**WHAT IS BEING ASKED:** Across the entries that follow, count each line holding "chopped" and state the total alone.

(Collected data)
BEGIN

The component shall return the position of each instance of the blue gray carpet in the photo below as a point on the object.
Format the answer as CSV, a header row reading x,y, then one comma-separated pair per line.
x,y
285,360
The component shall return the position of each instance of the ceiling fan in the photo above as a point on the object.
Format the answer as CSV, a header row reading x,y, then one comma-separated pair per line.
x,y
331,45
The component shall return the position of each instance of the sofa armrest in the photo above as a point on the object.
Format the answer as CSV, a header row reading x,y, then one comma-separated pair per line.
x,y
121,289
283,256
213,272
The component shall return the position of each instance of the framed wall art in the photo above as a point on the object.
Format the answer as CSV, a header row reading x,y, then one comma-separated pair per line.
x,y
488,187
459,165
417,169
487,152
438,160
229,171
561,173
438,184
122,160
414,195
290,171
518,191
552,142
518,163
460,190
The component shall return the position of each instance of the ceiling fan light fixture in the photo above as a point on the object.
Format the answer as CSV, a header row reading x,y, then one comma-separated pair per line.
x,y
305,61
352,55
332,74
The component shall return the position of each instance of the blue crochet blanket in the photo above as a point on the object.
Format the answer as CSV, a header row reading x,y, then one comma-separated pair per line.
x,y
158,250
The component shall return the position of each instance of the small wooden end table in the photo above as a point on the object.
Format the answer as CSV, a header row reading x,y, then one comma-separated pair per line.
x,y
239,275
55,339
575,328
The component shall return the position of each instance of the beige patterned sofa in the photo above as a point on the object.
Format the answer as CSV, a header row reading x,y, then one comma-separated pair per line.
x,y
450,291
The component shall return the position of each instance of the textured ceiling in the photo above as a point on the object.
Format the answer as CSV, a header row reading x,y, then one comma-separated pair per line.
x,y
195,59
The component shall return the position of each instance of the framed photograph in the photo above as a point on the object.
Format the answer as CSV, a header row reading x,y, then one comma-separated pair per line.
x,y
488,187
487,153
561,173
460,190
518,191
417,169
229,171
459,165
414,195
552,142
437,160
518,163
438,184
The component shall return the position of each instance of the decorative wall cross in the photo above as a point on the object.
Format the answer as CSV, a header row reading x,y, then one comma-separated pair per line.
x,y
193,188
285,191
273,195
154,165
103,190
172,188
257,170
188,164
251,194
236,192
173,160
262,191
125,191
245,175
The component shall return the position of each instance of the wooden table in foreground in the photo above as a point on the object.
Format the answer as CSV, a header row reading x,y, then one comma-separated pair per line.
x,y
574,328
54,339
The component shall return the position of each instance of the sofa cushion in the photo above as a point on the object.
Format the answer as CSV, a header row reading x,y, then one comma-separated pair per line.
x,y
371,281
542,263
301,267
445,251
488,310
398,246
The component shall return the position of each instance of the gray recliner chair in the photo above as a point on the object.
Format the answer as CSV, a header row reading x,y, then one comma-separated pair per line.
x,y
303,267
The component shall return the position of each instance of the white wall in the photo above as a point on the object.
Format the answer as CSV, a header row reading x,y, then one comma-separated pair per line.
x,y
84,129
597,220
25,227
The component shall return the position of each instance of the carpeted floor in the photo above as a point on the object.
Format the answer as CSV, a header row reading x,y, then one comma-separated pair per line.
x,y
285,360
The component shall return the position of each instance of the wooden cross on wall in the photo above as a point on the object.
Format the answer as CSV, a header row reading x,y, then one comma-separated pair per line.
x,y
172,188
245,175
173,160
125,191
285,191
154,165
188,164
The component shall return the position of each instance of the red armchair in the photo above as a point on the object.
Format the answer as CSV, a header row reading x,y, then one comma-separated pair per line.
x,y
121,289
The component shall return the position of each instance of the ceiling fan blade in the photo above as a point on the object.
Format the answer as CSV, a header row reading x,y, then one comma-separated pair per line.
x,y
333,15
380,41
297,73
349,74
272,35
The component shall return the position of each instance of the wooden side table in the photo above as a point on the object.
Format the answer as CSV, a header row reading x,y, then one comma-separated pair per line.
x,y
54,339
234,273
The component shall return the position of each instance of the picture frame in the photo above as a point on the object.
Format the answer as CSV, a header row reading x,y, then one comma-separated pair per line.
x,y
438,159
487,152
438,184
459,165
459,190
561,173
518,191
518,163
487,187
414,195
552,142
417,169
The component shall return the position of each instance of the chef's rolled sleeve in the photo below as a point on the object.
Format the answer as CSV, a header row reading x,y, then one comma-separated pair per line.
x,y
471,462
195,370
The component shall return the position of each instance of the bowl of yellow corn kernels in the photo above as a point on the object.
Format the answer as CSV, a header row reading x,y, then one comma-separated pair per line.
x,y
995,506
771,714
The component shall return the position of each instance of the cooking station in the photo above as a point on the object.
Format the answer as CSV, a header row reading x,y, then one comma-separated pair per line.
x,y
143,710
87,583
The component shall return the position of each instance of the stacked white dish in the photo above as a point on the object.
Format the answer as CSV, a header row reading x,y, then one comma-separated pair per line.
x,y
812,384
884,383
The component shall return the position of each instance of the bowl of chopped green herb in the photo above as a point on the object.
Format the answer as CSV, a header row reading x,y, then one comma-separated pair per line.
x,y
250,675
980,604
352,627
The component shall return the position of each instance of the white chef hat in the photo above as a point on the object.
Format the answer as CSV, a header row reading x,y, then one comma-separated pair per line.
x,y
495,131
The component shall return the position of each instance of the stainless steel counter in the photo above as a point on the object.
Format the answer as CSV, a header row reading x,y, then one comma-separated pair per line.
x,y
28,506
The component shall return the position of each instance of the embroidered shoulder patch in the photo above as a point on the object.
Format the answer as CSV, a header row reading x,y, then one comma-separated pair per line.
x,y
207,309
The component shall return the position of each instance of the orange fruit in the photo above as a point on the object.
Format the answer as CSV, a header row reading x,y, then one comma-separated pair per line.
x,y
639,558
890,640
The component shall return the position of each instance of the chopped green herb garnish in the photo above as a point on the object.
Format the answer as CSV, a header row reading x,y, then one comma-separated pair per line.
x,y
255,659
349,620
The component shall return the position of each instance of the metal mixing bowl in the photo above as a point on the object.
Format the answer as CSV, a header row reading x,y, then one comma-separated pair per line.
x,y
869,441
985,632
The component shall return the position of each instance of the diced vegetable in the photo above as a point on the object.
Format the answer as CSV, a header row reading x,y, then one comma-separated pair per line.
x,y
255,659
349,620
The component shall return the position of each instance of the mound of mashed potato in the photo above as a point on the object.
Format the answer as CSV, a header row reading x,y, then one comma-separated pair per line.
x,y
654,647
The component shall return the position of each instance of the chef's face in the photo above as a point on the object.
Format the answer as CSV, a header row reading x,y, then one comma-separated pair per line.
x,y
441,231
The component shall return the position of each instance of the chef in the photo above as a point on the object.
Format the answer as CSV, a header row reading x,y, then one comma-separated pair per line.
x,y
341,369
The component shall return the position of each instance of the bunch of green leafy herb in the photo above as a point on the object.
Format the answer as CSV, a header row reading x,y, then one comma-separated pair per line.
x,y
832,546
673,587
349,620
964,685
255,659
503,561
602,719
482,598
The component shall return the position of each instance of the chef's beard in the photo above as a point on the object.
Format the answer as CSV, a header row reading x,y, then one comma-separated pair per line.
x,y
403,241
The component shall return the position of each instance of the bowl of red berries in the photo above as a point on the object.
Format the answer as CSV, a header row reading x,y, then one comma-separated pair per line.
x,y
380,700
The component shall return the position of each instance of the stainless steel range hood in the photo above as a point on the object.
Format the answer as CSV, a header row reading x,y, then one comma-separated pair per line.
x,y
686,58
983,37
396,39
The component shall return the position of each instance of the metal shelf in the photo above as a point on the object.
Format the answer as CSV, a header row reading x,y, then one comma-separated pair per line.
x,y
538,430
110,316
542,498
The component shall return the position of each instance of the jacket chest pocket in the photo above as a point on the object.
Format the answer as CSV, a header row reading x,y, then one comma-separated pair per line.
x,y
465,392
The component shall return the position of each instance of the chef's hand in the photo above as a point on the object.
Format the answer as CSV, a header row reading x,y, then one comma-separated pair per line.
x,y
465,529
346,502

END

**SOLUTION TO THE EXERCISE:** 2